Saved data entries
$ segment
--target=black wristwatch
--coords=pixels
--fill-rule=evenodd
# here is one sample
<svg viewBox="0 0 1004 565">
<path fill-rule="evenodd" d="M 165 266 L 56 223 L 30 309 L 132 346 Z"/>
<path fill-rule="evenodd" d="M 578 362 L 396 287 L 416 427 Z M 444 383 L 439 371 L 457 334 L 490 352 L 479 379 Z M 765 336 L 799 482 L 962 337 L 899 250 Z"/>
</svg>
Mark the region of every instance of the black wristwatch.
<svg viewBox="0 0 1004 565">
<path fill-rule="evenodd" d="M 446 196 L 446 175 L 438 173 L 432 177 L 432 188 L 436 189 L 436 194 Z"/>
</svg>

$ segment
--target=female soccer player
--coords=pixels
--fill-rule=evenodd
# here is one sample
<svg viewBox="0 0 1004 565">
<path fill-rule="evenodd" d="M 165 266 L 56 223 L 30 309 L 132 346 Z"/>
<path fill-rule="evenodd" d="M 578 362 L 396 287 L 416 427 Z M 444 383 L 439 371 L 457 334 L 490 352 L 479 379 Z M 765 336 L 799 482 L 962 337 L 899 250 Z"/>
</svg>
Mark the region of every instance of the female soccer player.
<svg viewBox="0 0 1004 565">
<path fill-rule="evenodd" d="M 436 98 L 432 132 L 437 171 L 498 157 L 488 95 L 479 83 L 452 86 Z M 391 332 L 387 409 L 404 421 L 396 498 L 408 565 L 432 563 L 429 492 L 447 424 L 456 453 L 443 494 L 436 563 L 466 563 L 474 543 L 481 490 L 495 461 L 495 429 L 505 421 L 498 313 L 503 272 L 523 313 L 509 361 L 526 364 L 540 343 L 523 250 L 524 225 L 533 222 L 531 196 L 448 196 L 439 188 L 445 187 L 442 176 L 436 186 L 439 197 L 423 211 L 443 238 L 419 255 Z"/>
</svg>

- BRIEF -
Preserving every character, copy the records above out again.

- RESPONSE FOR THIS EXERCISE -
$ segment
--target=black wristwatch
--coords=pixels
--fill-rule=evenodd
# here is one sample
<svg viewBox="0 0 1004 565">
<path fill-rule="evenodd" d="M 165 266 L 56 223 L 30 309 L 132 346 Z"/>
<path fill-rule="evenodd" d="M 578 362 L 396 287 L 416 427 Z M 444 383 L 439 371 L 457 334 L 490 352 L 479 379 Z M 765 336 L 799 482 L 962 337 L 899 250 Z"/>
</svg>
Mark the region of every instance of the black wristwatch.
<svg viewBox="0 0 1004 565">
<path fill-rule="evenodd" d="M 446 196 L 446 175 L 438 173 L 432 177 L 432 188 L 436 189 L 436 194 Z"/>
</svg>

$ segment
--target=female soccer player
--coords=pixels
--fill-rule=evenodd
# here is one sample
<svg viewBox="0 0 1004 565">
<path fill-rule="evenodd" d="M 165 266 L 56 223 L 30 309 L 132 346 Z"/>
<path fill-rule="evenodd" d="M 578 362 L 396 287 L 416 427 Z M 444 383 L 439 371 L 457 334 L 490 352 L 479 379 Z M 765 336 L 799 482 L 962 337 L 899 250 Z"/>
</svg>
Mark the region of every instance of the female soccer player.
<svg viewBox="0 0 1004 565">
<path fill-rule="evenodd" d="M 436 98 L 432 132 L 437 171 L 498 157 L 488 95 L 479 83 L 452 86 Z M 391 332 L 387 409 L 404 421 L 396 498 L 408 565 L 432 563 L 429 492 L 447 424 L 456 453 L 443 494 L 436 563 L 466 563 L 474 543 L 481 490 L 495 461 L 495 429 L 505 421 L 498 313 L 503 272 L 523 313 L 509 361 L 526 364 L 540 343 L 523 250 L 524 225 L 533 222 L 531 196 L 448 196 L 439 188 L 445 187 L 442 176 L 436 186 L 439 197 L 423 211 L 443 238 L 419 255 Z"/>
</svg>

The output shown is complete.